Aim of the exercise – If a line in the listing below contains "rough", return that line.
START Given records
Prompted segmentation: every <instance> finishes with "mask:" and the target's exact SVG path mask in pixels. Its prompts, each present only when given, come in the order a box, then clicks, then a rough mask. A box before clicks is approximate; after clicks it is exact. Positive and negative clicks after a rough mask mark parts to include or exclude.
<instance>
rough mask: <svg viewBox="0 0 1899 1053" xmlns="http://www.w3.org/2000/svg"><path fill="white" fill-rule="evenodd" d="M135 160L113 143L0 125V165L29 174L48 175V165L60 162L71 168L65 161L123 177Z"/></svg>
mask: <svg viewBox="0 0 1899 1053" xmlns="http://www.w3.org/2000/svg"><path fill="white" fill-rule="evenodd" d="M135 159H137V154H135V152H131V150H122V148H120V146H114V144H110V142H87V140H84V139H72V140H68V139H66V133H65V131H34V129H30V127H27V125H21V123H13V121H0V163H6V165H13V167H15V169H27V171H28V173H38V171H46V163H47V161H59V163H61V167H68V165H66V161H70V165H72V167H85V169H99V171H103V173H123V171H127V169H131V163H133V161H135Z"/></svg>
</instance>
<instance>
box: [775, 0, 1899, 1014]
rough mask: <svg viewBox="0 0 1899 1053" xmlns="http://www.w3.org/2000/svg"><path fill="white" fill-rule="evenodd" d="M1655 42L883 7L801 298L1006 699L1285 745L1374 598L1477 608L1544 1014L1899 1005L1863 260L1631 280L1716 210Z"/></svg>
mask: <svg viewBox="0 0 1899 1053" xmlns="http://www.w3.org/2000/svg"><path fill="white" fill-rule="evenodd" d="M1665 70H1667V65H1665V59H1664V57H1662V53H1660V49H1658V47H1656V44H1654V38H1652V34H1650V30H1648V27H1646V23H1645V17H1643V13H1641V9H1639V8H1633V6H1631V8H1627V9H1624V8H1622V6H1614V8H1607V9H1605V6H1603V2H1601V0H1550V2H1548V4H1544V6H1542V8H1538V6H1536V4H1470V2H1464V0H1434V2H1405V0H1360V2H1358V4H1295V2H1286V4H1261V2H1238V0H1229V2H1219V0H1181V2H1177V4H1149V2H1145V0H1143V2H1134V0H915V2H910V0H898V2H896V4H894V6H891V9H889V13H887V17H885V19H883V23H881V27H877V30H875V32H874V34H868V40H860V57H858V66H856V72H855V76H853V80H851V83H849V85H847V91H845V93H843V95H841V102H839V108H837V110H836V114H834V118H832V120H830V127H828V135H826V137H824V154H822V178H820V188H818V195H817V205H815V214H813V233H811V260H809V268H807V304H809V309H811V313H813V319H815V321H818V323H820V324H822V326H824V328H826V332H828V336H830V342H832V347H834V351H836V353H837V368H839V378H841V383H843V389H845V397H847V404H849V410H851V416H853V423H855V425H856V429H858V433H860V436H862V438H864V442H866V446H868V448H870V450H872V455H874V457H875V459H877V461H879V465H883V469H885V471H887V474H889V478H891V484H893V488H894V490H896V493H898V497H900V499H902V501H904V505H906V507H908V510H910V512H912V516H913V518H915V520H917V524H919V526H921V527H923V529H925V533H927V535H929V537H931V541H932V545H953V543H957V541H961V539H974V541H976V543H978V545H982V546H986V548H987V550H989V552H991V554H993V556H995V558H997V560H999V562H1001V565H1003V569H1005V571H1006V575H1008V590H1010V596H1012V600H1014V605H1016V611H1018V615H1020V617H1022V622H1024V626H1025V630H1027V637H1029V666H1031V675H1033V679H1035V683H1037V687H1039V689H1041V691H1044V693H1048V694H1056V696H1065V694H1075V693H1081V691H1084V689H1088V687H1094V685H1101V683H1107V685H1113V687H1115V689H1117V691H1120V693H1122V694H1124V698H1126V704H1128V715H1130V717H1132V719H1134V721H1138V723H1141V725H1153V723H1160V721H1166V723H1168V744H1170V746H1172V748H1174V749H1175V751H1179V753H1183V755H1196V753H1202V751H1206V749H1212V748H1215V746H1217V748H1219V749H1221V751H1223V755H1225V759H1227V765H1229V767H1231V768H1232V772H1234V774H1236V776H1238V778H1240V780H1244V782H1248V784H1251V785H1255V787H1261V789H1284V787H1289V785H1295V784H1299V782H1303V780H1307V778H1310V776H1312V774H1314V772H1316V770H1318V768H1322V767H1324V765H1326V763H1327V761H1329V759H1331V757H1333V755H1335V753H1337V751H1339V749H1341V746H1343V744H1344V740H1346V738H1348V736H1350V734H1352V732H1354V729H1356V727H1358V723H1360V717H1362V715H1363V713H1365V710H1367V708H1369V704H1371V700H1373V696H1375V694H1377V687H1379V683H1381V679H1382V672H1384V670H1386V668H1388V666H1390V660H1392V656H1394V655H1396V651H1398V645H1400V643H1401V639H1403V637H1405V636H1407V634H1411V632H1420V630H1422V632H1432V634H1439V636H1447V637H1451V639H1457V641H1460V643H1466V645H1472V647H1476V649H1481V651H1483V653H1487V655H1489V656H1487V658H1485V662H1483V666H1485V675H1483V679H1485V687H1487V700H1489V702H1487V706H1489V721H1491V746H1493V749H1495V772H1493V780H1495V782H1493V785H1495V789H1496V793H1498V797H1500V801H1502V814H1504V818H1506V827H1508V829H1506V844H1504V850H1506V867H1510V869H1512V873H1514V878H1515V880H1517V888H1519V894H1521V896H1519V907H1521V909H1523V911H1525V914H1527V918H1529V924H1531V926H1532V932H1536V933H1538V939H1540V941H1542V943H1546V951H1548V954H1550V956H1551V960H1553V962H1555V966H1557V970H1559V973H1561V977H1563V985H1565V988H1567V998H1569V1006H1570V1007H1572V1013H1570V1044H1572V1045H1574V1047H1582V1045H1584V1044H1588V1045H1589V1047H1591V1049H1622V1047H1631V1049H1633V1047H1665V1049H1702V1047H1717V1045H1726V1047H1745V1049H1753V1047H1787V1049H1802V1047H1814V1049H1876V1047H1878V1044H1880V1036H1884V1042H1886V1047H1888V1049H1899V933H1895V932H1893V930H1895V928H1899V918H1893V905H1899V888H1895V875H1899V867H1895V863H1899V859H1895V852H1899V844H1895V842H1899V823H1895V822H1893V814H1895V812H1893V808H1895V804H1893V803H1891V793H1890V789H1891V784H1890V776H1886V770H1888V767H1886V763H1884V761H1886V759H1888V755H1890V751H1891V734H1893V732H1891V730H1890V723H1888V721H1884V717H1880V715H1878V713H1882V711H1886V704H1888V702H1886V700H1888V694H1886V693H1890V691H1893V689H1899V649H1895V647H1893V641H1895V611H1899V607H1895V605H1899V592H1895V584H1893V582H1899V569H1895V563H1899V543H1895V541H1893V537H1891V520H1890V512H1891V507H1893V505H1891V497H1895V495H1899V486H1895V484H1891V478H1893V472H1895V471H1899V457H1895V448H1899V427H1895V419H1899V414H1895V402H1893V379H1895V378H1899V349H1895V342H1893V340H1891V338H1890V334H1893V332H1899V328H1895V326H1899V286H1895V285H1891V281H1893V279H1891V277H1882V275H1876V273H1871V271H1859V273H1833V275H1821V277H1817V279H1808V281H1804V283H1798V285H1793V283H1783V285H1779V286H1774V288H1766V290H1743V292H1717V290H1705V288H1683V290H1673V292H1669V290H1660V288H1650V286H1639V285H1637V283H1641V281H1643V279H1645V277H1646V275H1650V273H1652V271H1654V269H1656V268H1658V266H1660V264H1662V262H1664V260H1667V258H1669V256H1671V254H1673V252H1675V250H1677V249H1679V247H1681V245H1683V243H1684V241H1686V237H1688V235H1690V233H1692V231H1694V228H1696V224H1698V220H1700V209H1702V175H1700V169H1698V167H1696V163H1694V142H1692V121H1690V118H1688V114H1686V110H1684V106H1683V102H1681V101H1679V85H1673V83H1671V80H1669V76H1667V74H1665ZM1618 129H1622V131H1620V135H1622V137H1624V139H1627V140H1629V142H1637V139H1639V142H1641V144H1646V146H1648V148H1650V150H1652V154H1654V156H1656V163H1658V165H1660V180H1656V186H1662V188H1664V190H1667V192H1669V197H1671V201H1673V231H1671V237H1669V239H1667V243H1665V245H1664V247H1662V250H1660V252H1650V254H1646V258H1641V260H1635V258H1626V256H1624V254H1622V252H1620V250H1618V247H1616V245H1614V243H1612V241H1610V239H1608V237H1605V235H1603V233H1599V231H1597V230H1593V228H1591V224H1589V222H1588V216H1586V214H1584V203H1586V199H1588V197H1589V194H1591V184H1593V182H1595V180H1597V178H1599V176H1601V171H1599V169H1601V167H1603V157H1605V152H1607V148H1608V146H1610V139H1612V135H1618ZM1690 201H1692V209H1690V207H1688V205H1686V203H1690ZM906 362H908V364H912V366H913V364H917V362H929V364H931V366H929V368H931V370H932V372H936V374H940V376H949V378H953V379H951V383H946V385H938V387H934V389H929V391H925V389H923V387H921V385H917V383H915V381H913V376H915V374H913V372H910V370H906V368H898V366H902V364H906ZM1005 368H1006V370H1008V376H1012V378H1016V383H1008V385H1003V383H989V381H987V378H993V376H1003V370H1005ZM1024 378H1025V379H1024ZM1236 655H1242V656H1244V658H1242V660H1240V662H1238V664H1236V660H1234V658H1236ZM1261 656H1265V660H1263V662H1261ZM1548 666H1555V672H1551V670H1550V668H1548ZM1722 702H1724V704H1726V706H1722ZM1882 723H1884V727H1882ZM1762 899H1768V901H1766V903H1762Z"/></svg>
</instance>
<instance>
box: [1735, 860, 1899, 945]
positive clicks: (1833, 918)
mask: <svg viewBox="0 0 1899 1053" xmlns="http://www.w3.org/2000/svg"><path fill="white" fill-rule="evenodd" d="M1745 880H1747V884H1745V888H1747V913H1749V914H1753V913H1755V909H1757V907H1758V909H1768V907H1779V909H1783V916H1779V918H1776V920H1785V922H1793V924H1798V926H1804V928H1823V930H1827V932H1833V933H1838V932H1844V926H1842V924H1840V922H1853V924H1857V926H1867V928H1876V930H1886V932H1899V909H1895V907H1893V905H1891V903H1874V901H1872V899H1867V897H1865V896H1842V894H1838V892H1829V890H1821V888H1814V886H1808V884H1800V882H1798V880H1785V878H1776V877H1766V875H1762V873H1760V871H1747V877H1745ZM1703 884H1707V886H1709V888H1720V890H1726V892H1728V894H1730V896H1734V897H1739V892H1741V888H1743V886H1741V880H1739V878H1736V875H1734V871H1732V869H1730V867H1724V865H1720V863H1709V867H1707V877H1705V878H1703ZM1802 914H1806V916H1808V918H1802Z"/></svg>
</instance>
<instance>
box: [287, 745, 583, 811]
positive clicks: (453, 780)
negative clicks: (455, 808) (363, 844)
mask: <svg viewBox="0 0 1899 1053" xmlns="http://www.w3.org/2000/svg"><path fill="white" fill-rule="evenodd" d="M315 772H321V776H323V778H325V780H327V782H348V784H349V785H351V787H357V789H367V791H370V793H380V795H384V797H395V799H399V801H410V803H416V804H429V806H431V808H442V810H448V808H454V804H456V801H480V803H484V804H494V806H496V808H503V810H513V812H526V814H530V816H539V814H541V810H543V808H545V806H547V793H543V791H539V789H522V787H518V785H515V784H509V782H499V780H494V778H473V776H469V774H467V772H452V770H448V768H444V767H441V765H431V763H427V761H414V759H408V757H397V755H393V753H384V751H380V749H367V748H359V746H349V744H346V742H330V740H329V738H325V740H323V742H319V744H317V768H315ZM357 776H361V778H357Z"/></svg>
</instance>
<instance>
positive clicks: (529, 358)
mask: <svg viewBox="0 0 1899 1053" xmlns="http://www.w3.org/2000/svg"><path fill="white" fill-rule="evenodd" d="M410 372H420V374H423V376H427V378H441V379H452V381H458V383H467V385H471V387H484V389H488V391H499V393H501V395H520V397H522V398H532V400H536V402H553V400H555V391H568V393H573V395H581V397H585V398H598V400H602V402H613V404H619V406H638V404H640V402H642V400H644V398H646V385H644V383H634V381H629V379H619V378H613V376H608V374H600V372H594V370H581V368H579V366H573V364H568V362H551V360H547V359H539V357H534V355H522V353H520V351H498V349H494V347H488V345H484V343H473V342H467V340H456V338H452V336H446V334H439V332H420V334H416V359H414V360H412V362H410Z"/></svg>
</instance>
END Given records
Exercise result –
Prompted segmentation: every <instance> finishes with "mask:" and the target's exact SVG path mask in pixels. Its prompts, each present only when given, come in the order a box, then clicks, then a rough mask. A box before clicks is approximate; after clicks it is exact. Positive and negative clicks after a rough mask mark parts to include or exclude.
rough mask: <svg viewBox="0 0 1899 1053" xmlns="http://www.w3.org/2000/svg"><path fill="white" fill-rule="evenodd" d="M135 160L113 143L0 125V165L29 174L48 175V165L60 162L71 168L65 161L123 177Z"/></svg>
rough mask: <svg viewBox="0 0 1899 1053" xmlns="http://www.w3.org/2000/svg"><path fill="white" fill-rule="evenodd" d="M1655 42L883 7L801 298L1006 699L1285 745L1374 598L1477 608L1544 1014L1899 1005L1863 260L1631 280L1716 210Z"/></svg>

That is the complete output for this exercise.